§ Qué hay que hacer: Según el relato sobre la mujer en silla de ruedas, ¿desde hacía cuánto tiempo no dejaba ella la silla?

§ Fragmento:
• • • • • • •
Era la sonrisa de una mujer de edad, hastía de años y de zozobras, cansada y agotada de ver pasar el tiempo sentada en una silla de ruedas que no abandonaba desde hacía más de 25 años.
Su enfermedad la relegó a tener que vivir “de prestado”, siempre pendiente de que alguien le ayudara a subir una acera, a pasar por encima de una escalera, a meterla en un coche o a recoger las bolsas de la compra. Pero, poco a poco, a base de una constancia y un ejemplo de paciencia, se había ido haciendo con los mandos de la silla y con los trucos para intentar ser un poco más independiente.
Habían dicho que iban a hacer la ciudad más accesible, que iban a quitar barreras y a romper los moldes de los que podían caminar. Habían dicho, incluso un alcalde se lo había prometido a la cara, que no tendría que depender más de nadie y que ella solita sería capaz de ir a ver a sus nietos, de recogerlos en sus rodillas y de ayudarles a hacer los deberes.
Habían dicho tantas cosas, y desde tantos años ya, que le era imposible creerles. Era ya demasiado mayor para creer en los cuentos de hadas. A medida que iba pasando el tiempo, las promesas eran las mismas y los resultados los mismos. Alguna mejora en la rebaja de un peldaño, alguna señal acústica más alta que otra, algún aparcamiento de más en un parking público… Pero, poco más.
Por eso, cuando aquel joven de pantalón caído cogió su silla y le ayudo a subir hasta aquella iglesia que quería conocer, su sonrisa fue más grande cada vez. Yo pasaba por allí, sin haberme dado cuenta del problema. Solo vi la solución y solo vi su sonrisa, un apretón de manos y un “hasta luego” y un “gracias” que lo decía todo.
El joven colocó de nuevo sus auriculares en las orejas y siguió su camino. Ella, feliz, admiró el edificio neogótico que tenía delante, casi sin verlo, pensando y sintiendo que todavía, a pesar de las leyes y de los ayuntamientos, había gente que merecía la pena.
Angel Lorenzana Alonso
* En homenaje a todos aquellos discapacitados/as para los que el mundo sigue siendo mucho más difícil.
• • • • • • •
Descripciones libres de objetos:
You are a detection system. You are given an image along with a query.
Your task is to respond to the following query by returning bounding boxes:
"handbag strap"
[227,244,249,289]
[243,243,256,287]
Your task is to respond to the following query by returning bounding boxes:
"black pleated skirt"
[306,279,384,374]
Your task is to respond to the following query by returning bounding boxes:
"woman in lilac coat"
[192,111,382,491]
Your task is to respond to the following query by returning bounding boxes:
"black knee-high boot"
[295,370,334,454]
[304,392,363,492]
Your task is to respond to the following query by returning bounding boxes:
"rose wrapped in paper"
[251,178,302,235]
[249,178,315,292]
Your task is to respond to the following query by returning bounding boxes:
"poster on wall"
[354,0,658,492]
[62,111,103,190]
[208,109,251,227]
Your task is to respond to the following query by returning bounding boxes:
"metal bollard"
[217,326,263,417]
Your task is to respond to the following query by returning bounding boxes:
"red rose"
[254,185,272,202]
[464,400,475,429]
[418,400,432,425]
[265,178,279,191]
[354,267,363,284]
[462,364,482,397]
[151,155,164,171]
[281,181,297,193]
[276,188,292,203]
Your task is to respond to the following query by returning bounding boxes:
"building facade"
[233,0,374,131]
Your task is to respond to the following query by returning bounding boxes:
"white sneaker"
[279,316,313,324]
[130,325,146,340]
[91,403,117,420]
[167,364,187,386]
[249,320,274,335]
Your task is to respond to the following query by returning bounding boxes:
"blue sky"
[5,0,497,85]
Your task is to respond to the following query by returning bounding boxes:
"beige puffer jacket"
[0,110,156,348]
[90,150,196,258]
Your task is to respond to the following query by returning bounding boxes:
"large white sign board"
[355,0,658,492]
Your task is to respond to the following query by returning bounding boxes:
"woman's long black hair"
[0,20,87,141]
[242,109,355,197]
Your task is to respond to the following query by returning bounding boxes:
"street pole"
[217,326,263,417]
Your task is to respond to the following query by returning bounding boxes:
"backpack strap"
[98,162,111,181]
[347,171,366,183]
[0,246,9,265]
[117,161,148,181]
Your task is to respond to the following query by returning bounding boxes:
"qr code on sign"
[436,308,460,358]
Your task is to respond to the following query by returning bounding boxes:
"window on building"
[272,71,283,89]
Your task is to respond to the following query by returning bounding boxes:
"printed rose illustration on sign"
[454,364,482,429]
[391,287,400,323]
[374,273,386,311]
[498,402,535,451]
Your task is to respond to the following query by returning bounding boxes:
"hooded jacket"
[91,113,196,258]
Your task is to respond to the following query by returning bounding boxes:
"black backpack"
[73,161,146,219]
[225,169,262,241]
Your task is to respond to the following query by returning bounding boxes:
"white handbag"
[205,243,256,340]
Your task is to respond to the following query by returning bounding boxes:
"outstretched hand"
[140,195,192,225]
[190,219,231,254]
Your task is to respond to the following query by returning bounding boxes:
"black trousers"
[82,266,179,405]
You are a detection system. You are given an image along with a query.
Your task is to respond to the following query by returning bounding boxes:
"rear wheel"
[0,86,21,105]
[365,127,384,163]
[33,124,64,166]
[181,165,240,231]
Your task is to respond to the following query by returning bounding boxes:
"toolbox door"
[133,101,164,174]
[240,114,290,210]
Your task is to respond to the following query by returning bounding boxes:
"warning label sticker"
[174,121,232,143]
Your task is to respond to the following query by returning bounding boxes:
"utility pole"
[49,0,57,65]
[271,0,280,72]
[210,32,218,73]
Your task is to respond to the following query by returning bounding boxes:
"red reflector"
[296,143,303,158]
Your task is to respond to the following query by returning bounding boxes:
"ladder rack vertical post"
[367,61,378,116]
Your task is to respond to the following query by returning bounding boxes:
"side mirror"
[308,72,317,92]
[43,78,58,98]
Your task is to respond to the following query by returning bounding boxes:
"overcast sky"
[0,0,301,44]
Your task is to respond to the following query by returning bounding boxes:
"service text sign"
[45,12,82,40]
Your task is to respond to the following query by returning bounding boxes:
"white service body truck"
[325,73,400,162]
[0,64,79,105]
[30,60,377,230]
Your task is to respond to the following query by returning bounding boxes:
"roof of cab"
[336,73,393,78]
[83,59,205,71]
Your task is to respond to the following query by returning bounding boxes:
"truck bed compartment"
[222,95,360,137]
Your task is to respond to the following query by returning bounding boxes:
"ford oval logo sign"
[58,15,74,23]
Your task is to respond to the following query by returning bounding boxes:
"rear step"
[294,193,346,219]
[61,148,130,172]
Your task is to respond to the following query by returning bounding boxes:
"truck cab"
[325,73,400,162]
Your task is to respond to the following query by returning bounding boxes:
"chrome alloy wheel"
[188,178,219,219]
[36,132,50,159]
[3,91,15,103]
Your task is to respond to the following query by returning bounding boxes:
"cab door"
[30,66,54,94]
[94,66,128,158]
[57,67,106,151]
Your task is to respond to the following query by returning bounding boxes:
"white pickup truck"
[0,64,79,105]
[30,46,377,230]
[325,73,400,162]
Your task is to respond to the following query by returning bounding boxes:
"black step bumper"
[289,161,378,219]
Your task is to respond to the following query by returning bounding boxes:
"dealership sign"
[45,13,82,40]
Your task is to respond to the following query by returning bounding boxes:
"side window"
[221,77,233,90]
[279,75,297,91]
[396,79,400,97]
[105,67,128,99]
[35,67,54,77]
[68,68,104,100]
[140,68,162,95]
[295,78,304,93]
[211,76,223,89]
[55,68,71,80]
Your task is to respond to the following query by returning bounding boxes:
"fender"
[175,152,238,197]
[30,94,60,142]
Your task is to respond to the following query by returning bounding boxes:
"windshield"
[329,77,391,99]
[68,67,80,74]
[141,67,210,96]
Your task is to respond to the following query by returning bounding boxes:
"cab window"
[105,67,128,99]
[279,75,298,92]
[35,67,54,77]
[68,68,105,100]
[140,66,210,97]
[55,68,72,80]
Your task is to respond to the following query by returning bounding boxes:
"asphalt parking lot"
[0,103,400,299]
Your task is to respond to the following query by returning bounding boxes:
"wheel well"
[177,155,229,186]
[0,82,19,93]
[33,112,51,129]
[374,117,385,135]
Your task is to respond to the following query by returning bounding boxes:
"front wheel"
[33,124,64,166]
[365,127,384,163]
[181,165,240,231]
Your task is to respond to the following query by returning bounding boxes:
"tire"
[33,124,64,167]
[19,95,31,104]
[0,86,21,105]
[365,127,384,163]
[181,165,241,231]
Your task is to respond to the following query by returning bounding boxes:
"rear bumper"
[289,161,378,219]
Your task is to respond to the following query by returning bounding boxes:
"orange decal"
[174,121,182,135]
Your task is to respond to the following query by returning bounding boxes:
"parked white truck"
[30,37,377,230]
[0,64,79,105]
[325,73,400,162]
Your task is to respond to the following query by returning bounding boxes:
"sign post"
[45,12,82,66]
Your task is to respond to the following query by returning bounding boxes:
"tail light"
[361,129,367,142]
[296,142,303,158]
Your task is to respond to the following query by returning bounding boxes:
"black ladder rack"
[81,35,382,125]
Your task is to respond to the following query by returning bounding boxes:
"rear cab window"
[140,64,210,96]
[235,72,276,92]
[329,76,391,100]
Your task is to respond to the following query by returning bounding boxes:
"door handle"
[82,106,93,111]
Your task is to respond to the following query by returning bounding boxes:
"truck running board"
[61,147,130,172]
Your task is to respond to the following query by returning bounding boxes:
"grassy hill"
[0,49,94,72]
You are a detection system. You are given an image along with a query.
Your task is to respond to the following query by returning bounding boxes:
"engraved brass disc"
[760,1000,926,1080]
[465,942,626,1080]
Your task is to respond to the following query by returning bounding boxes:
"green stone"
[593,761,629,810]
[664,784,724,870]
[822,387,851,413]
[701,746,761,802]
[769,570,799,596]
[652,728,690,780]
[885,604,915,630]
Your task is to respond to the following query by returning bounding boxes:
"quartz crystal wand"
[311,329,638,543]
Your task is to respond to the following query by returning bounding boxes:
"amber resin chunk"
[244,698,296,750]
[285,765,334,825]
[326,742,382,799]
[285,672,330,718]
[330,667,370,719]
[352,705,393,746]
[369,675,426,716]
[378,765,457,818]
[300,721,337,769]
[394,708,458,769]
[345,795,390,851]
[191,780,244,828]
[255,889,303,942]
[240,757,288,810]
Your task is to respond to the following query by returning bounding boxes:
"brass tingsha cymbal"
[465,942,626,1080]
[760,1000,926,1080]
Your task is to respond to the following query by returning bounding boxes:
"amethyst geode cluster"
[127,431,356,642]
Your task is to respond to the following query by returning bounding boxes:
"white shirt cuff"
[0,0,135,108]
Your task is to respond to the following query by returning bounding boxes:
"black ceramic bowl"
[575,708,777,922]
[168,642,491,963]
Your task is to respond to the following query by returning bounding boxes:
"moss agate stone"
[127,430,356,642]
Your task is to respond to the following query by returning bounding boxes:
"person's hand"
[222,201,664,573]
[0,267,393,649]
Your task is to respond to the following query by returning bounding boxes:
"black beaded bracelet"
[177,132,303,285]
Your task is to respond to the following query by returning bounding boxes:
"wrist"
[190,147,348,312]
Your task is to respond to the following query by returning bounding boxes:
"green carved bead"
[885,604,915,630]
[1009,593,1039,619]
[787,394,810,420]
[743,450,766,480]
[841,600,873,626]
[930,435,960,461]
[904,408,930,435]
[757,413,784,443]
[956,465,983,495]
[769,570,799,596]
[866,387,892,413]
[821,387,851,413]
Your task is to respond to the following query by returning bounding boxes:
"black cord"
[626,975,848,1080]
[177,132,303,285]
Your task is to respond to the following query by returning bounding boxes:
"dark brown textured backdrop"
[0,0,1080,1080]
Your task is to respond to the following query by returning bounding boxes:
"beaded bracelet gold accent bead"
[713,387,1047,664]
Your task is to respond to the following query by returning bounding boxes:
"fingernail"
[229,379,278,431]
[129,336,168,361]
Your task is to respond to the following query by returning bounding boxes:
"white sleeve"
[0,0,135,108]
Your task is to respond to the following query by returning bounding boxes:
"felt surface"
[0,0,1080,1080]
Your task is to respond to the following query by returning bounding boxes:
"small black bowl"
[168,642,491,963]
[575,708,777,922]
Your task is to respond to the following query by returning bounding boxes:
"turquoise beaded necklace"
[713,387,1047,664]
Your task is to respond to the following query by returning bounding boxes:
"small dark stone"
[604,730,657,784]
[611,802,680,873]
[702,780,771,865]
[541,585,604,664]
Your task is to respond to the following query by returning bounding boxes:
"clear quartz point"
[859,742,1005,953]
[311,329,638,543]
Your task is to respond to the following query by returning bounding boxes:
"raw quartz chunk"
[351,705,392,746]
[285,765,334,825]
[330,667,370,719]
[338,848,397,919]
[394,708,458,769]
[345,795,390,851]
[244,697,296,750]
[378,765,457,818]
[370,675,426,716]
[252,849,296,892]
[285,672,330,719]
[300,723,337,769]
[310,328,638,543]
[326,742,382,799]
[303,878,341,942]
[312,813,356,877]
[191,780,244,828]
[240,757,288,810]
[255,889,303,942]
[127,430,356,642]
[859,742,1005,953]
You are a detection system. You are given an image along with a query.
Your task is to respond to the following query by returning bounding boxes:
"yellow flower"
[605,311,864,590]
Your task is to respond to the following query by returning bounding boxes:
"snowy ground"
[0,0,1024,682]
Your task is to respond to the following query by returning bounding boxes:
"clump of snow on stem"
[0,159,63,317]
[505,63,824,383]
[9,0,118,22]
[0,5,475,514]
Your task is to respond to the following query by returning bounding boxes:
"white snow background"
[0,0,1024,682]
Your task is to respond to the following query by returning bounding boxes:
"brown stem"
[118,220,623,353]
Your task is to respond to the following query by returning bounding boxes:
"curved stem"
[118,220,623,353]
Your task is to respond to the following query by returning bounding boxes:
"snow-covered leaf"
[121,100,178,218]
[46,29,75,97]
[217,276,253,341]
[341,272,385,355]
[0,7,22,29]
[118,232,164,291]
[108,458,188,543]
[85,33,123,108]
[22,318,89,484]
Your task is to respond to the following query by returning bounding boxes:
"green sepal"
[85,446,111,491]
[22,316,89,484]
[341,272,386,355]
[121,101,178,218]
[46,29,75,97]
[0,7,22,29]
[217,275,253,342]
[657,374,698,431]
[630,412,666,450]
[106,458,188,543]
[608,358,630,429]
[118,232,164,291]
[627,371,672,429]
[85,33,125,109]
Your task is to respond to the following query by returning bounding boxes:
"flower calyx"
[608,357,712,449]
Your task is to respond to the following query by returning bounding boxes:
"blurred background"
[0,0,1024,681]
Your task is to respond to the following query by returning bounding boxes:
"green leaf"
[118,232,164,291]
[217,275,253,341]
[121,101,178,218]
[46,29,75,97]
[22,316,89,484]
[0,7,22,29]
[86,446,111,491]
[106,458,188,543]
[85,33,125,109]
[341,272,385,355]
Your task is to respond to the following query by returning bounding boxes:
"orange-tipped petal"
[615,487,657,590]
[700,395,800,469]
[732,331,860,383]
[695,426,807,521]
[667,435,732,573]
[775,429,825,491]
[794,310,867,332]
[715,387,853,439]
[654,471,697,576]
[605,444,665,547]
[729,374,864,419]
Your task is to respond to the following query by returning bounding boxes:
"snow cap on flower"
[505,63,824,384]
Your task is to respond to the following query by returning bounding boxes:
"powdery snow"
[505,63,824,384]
• • • • • • •
§ Respuesta: Desde hacía más de 25 años.